Bounding box annotation entries

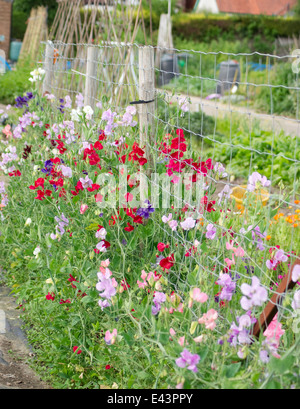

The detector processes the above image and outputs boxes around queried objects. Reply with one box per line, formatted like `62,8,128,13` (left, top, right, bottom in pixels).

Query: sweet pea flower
80,204,89,214
217,273,236,301
292,264,300,283
180,217,196,230
292,290,300,311
191,288,208,304
198,308,218,331
241,276,268,311
104,328,118,345
264,314,285,348
79,176,93,189
247,172,271,192
161,213,173,223
33,246,41,258
175,349,201,373
205,223,217,240
95,227,107,240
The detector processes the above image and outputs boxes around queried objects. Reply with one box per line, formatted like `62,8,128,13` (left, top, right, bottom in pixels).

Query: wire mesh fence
37,42,300,359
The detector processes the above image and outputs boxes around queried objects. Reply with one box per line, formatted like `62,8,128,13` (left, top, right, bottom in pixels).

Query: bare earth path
0,104,50,390
164,89,300,137
0,286,50,389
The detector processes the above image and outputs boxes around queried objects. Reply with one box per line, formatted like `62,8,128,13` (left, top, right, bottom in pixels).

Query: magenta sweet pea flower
175,349,201,373
205,223,217,240
241,276,268,311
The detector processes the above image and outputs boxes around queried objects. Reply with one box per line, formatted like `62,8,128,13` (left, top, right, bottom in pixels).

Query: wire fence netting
29,42,300,372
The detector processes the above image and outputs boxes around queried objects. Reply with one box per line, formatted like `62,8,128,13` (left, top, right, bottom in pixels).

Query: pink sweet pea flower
198,308,218,330
191,288,208,303
264,314,285,348
104,328,118,345
80,204,89,214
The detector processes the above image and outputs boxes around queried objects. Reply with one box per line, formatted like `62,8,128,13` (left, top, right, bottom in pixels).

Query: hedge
172,13,300,41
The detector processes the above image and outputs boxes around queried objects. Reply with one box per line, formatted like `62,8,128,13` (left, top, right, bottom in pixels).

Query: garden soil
0,286,51,389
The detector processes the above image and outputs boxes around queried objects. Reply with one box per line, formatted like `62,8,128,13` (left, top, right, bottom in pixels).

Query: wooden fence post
138,46,155,203
139,46,155,169
84,47,99,109
43,43,54,95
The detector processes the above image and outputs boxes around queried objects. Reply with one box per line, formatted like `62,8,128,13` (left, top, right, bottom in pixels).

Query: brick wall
0,0,12,59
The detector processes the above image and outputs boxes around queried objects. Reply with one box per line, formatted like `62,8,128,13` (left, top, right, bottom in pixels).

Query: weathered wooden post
84,46,99,109
138,46,155,203
43,43,54,95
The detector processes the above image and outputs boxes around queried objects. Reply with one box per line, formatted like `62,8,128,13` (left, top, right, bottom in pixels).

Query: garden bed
0,75,300,389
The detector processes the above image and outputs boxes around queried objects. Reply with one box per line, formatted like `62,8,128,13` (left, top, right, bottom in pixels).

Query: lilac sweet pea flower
79,176,93,189
241,276,268,311
152,291,167,315
175,349,201,373
180,217,196,230
292,290,300,310
205,223,217,240
217,273,236,301
292,264,300,283
247,172,271,192
136,200,154,219
218,185,232,206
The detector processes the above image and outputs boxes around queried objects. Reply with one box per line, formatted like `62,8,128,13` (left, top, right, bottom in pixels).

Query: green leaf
269,355,294,375
223,362,241,378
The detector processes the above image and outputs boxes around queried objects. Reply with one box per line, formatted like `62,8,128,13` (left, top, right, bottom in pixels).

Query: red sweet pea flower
94,141,103,151
89,152,100,166
98,131,106,141
87,183,100,192
68,274,78,288
8,170,21,176
59,298,71,304
176,129,184,138
29,178,44,190
200,196,216,213
73,346,82,355
157,243,169,251
171,137,186,152
119,155,127,164
159,254,175,270
46,292,55,301
50,157,60,164
124,222,134,232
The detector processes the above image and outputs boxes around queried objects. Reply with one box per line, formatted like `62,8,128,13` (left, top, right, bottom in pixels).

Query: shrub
0,65,32,104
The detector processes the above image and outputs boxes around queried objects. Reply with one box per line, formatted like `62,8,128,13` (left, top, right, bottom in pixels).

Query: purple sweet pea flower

# [PROBLEM TO WORK ON]
Gather every line of the material above that contains the string "post", matching case exactly.

# [WRITTEN RESPONSE]
Query: wooden fence post
Query: weathered wooden post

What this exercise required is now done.